**Aim of the task**
Transcribe all the records with complete accuracy.

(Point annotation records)

****

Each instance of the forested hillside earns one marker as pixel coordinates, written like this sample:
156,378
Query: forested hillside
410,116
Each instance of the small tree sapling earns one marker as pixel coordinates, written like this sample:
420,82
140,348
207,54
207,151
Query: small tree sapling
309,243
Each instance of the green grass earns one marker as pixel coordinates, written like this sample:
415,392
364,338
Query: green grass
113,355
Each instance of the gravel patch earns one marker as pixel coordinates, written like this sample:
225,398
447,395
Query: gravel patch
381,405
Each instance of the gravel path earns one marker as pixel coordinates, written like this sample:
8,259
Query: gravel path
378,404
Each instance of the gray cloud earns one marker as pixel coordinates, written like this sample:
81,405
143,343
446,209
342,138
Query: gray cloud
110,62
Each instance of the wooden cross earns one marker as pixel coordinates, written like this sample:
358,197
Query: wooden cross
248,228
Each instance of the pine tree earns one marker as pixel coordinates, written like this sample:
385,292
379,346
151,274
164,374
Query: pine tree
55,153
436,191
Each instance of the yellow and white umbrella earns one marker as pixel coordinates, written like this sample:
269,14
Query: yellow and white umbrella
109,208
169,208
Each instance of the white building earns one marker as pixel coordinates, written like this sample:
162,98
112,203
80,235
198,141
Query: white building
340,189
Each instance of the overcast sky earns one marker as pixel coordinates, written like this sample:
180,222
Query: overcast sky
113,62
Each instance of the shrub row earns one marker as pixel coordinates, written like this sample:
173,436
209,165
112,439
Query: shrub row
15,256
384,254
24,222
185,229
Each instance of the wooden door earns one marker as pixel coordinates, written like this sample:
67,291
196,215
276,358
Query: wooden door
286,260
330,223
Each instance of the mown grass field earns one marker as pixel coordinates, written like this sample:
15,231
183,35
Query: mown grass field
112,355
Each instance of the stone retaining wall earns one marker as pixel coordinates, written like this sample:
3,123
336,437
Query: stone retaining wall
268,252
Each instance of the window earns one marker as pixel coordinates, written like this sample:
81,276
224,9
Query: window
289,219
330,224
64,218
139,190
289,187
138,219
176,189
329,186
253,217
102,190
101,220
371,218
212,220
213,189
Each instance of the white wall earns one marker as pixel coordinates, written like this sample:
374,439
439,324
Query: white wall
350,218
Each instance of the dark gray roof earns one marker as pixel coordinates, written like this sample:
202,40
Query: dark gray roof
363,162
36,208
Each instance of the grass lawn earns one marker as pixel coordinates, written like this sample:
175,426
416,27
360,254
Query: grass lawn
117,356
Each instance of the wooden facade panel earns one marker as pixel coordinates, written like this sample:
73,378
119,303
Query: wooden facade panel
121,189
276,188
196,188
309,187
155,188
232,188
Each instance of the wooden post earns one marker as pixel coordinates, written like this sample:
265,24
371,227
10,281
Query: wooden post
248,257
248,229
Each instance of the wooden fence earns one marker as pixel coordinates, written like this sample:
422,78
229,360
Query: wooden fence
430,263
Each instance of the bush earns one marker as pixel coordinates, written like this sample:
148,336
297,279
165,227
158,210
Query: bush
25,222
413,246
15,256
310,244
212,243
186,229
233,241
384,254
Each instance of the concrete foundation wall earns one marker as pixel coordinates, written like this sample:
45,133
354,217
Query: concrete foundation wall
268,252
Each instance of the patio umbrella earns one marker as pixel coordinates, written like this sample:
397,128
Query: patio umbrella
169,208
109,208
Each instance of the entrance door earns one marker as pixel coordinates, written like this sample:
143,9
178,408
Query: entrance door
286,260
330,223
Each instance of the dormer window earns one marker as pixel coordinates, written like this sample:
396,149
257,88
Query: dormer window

****

**Solution to the problem**
Each instance of the forested hillside earns one marker as pixel coordinates, written like this sample:
156,378
Query: forested hillside
410,116
Each instance of the small tree sapling earns one marker as pixel coordinates, written like this sample:
420,82
140,348
207,54
207,151
Query: small tree sapling
309,243
Each instance of the green grass earns one marker as pixel coordinates, written like this sample:
415,392
364,338
Query: green grass
113,355
Each instance of the gravel patch earns one marker as pixel coordinates, written like this sample:
225,398
447,395
Query: gravel patch
381,405
Each instance of the gravel path earns one marker as pixel coordinates, written like this sample:
8,259
Query: gravel path
378,404
Each instance of the gray cloud earns one marker as pixel coordinates, written like this sample:
81,405
143,343
446,209
342,138
Query: gray cloud
110,62
Each instance of the wooden cross earns one marker as pixel coordinates, written like this sample:
358,197
Query: wooden cross
248,228
Each instance of the pine tree earns one marker as pixel coordinates, written like this sample:
385,292
379,346
151,274
164,374
Query: pine tree
55,153
436,191
Each instance of the yellow and white umbrella earns one marker as pixel coordinates, written like this sample:
269,14
Query: yellow and white umbrella
109,208
169,208
Each instance of the white building earns one marker as pixel coordinates, written like this sample:
162,98
112,203
80,235
198,141
Query: white building
340,189
Each instance of the overcast sky earns one marker as pixel coordinates, written like this sample:
180,222
Query: overcast sky
113,62
Each instance of the shrub row earns one marker as pixel coordinates, written like this sample:
173,436
209,165
112,439
Query: shrub row
15,256
384,254
24,222
185,229
Each instance of the wooden door earns one marker as pixel coordinates, written like this sample:
67,291
196,215
276,358
Query: wooden door
286,260
330,223
Each instance of the mown grass field earns one marker as pixel coordinates, written like this sample:
15,231
183,35
Query: mown grass field
112,355
Each instance of the stone retaining wall earns one marker as pixel coordinates, written like this sample:
3,123
336,437
Query: stone retaining wall
268,252
Each instance of the window earns one marker as pixel coordinates, written like this sample:
81,276
224,9
Query: window
289,219
330,224
64,218
139,190
289,187
138,219
176,189
329,186
253,217
102,190
101,220
371,218
212,220
213,189
Each instance of the white wall earns one marker as pixel coordinates, written like this sample:
374,439
439,324
Query: white wall
350,218
Each instance of the dark gray roof earns one marker as pixel coordinates, written like this sample:
202,40
Query: dark gray roof
363,162
36,208
Each instance of the grass lawn earns one marker as pixel coordinates, written like this sample:
175,426
416,27
360,254
Query: grass lawn
117,356
Each instance of the wooden facade panel earns one marker as pixel coordinates, written like this sample:
73,378
119,303
Query: wooden facade panel
121,189
276,188
196,188
309,187
155,188
232,188
Each instance of the wooden post earns one marker as pixel coordinates, written like this sample:
265,24
371,227
10,281
Query: wooden post
248,257
248,229
Each instance of the wooden fence earns one marker as pixel coordinates, written like this sample:
422,78
229,360
Query: wooden fence
430,263
Each instance of the bush earns one marker as pixel coordinates, written like this sample:
148,336
297,279
165,227
158,210
Query: bush
25,222
413,246
15,256
310,244
212,243
186,229
233,241
384,254
Each instance of the concrete foundation wall earns one marker as pixel coordinates, written like this sample:
45,133
354,217
Query: concrete foundation wall
268,252
Each instance of the patio umbrella earns one marker as pixel coordinates, written like this sample:
397,128
Query: patio umbrella
169,208
109,208
Each instance of the entrance door earns one marker as pixel coordinates, written like this sample:
143,9
178,408
Query: entrance door
286,260
330,223
Each instance of the dormer window earns one marker as pixel coordinates, written like this sample:
396,149
257,88
Query: dormer window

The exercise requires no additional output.